» OBJECTIVE: Can you reproduce the hydrogen discussion word for word, from "I could potentially" up to and including "hydrogen. Interesting, actually."?

» QUOTED PASSAGE:
▬▬▬
The end product is what they call low carbon hydrogen, because some CO2 is emitted in the process, but very little compared with the gray hydrogen. Almost all the hydrogen that is used today and has been used for decades is gray hydrogen.

It’s usually derived from natural gas also using steam methane reforming, but without removing CO2 or capturing CO2 in that process. That means gray hydrogen is not a solution in terms of the energy transition and the move towards net-zero emissions.

Russel:  It’s also important to understand that what you’re calling gray hydrogen has been around for a long time. The process we make industrial hydrogen is what people would call gray hydrogen.

What you’re talking about moving from gray to blue is you take that same proven industrial process, scale it up potentially, and capture the CO2 emissions and inject them into the ground. They are sequestered. They don’t go into the atmosphere. That whole conversation about blue, gray, green, it’s eye-opening to me.

I find the idea of green hydrogen, where I’m using renewables to generate and store, there’s also some other value to that. This is me talking like an engineer. If I have to build enough wind power to meet the surge, meet high demand, that’s different than what I would have to build if I can store wind power, when I can generate at max capacity and there’s not high demand.

I could potentially lower the quantity of renewables infrastructure by having the ability to capture and store the energy that I’m generating in the form of hydrogen. Interesting, actually.

Andreas:  I think so. One thing that should be pointed out here is that currently, neither blue or green hydrogen are cheap technologies. That probably doesn’t come as a surprise. Blue hydrogen is still considered a cheaper technology than green hydrogen. That may well change in the coming years. That depends, of course, from gas prices as well, which have been rocketing here in Europe.
▬▬▬
» EXCERPTED RECORDS:
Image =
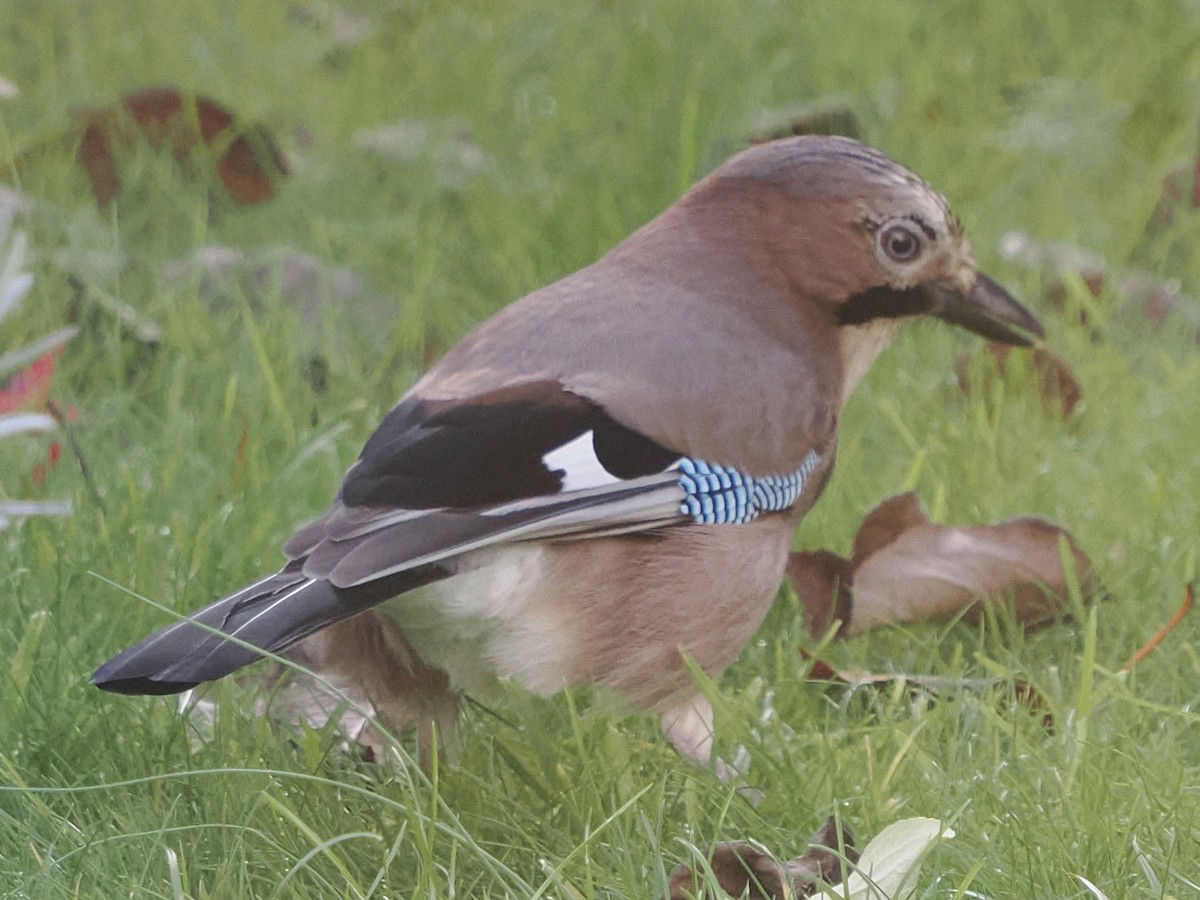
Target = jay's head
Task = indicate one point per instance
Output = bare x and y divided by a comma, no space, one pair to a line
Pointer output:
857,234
▬▬▬
» SOLUTION TO THE EXERCISE:
I could potentially lower the quantity of renewables infrastructure by having the ability to capture and store the energy that I’m generating in the form of hydrogen. Interesting, actually.